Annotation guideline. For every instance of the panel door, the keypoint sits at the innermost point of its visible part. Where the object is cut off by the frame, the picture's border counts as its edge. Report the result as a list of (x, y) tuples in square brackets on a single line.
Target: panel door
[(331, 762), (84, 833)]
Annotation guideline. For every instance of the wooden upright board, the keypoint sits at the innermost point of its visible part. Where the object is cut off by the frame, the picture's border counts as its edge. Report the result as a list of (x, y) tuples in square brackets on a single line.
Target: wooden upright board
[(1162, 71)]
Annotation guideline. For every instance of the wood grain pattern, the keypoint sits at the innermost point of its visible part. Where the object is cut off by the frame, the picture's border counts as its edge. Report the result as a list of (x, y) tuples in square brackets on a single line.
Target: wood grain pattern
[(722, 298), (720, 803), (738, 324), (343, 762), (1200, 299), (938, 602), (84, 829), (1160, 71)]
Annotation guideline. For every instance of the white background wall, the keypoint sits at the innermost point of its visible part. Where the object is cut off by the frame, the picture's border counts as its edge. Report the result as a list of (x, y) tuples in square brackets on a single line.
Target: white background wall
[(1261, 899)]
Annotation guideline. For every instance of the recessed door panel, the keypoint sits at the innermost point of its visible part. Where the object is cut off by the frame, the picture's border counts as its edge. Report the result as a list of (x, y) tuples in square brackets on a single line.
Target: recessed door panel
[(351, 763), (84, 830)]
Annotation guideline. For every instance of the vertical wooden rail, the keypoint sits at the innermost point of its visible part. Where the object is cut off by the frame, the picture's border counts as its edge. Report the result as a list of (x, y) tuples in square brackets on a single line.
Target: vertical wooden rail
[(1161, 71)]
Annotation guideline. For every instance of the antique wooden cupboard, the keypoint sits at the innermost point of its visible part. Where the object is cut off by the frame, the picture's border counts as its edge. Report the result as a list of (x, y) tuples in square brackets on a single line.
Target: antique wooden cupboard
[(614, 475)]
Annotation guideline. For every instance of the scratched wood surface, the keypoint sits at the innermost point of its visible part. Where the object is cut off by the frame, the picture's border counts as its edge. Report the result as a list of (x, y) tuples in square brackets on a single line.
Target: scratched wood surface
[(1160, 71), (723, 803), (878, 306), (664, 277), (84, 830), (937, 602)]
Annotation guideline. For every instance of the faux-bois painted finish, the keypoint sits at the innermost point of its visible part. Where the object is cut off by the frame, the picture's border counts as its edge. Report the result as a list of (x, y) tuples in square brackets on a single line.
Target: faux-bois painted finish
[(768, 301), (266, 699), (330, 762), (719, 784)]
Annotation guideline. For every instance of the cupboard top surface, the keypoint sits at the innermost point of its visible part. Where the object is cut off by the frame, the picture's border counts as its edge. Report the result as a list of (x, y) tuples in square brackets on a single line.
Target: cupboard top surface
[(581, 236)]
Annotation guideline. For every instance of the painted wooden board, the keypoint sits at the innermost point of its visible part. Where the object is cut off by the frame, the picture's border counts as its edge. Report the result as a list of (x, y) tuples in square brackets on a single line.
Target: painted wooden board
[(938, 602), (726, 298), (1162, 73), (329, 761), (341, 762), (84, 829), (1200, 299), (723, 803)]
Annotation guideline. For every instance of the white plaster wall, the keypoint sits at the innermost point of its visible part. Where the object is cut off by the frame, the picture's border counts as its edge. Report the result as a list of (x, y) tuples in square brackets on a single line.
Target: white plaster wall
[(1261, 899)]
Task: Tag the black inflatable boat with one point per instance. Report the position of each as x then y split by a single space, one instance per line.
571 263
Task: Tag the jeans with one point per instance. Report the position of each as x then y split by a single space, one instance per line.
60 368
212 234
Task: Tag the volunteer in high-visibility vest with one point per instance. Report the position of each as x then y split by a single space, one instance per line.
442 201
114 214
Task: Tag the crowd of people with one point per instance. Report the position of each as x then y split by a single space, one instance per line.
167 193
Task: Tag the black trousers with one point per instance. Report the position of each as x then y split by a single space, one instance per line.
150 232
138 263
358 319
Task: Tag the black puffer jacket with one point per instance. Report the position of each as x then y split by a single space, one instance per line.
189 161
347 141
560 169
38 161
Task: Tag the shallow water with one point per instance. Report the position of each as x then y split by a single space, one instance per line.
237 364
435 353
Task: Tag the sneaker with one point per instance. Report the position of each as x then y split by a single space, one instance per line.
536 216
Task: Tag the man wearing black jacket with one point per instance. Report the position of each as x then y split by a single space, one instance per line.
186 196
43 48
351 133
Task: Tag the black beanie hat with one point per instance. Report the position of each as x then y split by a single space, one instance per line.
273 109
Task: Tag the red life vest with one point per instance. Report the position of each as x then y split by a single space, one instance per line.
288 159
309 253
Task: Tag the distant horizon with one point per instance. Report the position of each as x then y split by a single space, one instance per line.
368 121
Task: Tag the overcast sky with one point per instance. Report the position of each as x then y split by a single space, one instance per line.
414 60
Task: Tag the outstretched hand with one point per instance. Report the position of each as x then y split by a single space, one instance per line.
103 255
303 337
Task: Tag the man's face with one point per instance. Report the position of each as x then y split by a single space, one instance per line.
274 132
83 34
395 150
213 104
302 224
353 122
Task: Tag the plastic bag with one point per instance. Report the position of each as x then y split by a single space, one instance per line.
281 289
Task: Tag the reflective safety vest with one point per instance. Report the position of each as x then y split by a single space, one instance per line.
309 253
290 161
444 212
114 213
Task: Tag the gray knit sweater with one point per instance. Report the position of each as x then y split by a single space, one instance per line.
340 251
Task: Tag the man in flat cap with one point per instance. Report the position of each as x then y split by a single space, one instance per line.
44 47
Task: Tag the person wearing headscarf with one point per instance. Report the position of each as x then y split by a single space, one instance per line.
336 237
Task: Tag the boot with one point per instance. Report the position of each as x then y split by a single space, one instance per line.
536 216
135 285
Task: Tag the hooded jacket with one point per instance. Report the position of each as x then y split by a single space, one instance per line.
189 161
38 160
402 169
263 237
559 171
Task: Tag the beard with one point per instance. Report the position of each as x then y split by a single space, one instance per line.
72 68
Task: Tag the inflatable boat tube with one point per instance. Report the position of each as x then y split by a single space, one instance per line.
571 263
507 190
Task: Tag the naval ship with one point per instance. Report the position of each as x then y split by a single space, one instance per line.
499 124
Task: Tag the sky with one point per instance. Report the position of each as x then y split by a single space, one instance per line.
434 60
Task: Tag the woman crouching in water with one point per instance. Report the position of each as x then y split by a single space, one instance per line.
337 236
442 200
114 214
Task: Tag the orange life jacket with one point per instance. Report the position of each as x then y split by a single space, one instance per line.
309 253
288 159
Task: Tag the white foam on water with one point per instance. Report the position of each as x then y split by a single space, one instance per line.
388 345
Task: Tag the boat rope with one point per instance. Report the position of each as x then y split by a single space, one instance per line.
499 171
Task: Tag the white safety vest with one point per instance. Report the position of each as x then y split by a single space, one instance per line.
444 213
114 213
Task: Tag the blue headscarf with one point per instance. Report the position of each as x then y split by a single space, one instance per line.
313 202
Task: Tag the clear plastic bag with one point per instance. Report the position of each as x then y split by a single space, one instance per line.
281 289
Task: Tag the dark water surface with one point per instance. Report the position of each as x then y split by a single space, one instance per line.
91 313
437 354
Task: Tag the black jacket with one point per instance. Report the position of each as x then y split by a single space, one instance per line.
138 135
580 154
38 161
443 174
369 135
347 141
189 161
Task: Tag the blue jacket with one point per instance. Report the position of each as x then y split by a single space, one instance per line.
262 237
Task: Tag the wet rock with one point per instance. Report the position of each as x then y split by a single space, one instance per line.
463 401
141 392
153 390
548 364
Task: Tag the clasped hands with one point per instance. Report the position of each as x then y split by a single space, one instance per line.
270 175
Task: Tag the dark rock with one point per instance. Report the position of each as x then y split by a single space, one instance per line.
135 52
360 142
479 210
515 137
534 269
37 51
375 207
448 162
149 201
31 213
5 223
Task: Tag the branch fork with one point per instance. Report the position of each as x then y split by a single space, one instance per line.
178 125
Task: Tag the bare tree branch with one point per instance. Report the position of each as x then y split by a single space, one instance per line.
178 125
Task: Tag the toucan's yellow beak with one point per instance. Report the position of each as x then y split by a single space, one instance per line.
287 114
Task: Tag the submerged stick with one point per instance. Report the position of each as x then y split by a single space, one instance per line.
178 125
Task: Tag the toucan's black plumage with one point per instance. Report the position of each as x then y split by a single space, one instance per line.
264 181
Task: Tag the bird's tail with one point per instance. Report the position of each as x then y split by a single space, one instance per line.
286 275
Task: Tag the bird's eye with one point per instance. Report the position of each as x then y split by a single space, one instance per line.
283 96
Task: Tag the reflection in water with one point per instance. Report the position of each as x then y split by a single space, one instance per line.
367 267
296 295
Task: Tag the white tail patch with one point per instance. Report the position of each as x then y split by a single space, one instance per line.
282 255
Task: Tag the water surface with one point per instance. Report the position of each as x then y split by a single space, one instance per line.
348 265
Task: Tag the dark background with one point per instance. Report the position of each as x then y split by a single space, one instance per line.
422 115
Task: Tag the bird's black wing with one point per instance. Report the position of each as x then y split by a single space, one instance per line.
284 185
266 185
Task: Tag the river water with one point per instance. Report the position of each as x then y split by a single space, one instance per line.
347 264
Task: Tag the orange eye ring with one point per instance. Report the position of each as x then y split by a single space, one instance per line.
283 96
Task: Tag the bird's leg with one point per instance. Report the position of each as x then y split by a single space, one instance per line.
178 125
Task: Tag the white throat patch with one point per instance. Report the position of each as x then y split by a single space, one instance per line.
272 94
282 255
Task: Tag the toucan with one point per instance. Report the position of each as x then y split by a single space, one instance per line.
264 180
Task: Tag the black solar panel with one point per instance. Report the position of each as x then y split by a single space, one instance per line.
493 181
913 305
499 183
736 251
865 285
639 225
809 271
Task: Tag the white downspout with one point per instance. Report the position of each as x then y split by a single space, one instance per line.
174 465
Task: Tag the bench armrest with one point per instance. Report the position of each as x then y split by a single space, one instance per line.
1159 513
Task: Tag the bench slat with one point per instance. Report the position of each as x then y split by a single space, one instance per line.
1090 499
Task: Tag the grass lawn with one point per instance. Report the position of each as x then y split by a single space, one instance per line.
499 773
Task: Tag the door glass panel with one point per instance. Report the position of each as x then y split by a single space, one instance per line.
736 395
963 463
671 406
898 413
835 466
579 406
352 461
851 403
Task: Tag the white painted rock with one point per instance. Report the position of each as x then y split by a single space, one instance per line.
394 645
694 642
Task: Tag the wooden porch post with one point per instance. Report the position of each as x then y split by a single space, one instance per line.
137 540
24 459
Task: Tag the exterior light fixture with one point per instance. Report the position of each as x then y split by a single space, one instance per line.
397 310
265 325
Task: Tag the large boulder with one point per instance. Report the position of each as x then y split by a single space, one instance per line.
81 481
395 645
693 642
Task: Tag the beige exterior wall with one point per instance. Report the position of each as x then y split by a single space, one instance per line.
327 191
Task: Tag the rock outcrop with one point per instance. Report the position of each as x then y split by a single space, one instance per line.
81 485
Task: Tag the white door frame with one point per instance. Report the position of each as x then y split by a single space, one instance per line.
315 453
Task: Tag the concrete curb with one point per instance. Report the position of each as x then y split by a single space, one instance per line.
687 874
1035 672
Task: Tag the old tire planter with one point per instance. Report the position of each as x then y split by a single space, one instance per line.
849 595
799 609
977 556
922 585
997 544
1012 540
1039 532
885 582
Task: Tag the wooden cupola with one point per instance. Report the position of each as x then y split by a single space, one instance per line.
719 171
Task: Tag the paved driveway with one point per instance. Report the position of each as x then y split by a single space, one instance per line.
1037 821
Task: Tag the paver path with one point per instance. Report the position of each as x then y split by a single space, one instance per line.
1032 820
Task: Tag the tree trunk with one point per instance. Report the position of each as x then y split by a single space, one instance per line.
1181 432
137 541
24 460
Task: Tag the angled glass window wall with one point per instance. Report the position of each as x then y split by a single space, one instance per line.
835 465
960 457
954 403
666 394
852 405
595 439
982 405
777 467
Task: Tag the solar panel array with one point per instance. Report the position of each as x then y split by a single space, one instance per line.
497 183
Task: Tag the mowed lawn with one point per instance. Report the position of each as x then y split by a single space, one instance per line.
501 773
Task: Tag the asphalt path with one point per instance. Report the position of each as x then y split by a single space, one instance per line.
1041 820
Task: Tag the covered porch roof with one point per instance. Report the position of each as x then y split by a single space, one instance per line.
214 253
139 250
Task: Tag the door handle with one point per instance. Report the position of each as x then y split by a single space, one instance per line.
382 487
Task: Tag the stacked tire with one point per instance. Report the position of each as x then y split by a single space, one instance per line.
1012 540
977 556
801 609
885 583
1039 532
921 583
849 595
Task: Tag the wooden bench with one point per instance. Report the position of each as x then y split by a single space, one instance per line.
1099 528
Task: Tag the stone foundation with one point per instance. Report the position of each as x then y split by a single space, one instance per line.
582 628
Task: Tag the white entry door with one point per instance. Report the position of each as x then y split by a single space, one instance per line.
* * * * * * *
*Work request*.
Please give an exact copy of the entries above, from the line with "Annotation guideline. For every instance of the scratched" down to the line with "Annotation guideline. For every instance of the cupboard", inclusive, and nothing else.

*Answer box*.
Annotation guideline. For every instance of the scratched wood surface, the keypoint sits at the innermost point of its visible part. Where the object is cut off by the frame, the picture's border counts as its edge. Report the result as a list of (x, y) tuples in square brackets on a single line.
Target: scratched wood surface
[(1160, 71), (723, 803), (878, 306), (664, 277), (84, 830), (937, 602)]
Annotation guideline. For every instance of the faux-bois painted finish, the keypoint sits at the innermost point of its visible part. Where the object is cut off by the frame, the picture's border counts as its edge. Report the result as a list of (x, y) tuples in square brackets on a single line.
Target: faux-bois painted finish
[(768, 301), (266, 699), (330, 762), (719, 784)]
Annotation guideline. For every instance of the cupboard top surface, the keypoint sits at the innermost point of its visible part. Where the object is cut off by the frame, the picture's border counts as its edge. Report the result as a list of (x, y) tuples in square brackets on a single line.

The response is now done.